— start —
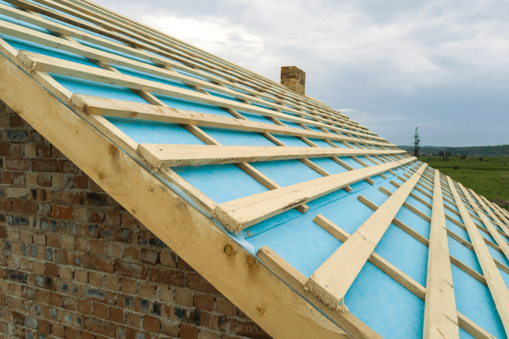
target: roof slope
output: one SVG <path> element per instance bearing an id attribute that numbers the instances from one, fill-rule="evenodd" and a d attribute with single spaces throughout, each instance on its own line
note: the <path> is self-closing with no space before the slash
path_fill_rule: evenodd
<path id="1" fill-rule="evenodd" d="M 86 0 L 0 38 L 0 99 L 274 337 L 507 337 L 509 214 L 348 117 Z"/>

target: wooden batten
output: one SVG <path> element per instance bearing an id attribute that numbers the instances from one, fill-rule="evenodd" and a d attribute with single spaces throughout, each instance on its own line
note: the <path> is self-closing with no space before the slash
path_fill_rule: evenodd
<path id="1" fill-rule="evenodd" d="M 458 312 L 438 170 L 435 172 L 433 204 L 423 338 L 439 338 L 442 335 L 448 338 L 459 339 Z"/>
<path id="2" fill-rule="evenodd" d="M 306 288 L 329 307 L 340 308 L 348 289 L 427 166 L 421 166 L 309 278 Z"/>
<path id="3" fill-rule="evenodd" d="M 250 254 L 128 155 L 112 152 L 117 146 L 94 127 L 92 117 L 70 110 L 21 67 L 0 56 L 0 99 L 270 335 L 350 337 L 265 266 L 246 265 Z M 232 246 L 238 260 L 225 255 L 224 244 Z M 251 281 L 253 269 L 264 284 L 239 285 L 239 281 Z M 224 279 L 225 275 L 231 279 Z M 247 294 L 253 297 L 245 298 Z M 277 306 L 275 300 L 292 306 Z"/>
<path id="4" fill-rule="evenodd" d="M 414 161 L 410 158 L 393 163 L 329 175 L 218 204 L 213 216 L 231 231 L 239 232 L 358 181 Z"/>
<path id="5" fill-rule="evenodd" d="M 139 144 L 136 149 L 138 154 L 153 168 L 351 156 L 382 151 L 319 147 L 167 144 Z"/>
— end —
### SHORT EXERCISE:
Reproduce all of the data above word for word, leaving out the pictures.

### PROBLEM SOLUTION:
target: roof slope
output: one SVG <path> element per instance bearing an id attribute that numbers the instances from one, fill-rule="evenodd" and a d attribute with single spaces throughout, each instance on its own line
note: the <path> is self-closing with no space before the slash
path_fill_rule: evenodd
<path id="1" fill-rule="evenodd" d="M 86 0 L 0 38 L 0 99 L 274 337 L 507 337 L 509 214 L 348 117 Z"/>

target: wooden batten
output: one SVG <path> element per instance bearing an id attribute that numbers the instances from one, fill-rule="evenodd" and a d attribute with single spaces throughout, each instance on its own line
note: the <path> is self-closing with no space before the slash
path_fill_rule: evenodd
<path id="1" fill-rule="evenodd" d="M 458 312 L 438 170 L 435 172 L 433 204 L 423 338 L 439 338 L 442 335 L 448 338 L 459 339 Z"/>
<path id="2" fill-rule="evenodd" d="M 306 288 L 329 307 L 340 308 L 348 289 L 427 166 L 421 166 L 309 278 Z"/>
<path id="3" fill-rule="evenodd" d="M 250 254 L 128 155 L 112 152 L 117 146 L 94 127 L 92 117 L 70 110 L 21 67 L 0 56 L 0 99 L 270 335 L 350 337 L 265 266 L 246 265 Z M 232 246 L 238 260 L 225 255 L 224 244 Z M 251 281 L 253 269 L 264 284 L 239 285 L 239 281 Z M 224 279 L 225 275 L 231 279 Z M 247 294 L 253 297 L 245 298 Z M 277 306 L 275 300 L 292 306 Z"/>
<path id="4" fill-rule="evenodd" d="M 414 161 L 410 158 L 393 163 L 329 175 L 218 204 L 213 216 L 231 231 L 239 232 L 358 181 Z"/>
<path id="5" fill-rule="evenodd" d="M 139 144 L 136 149 L 138 154 L 153 168 L 351 156 L 382 151 L 319 147 L 167 144 Z"/>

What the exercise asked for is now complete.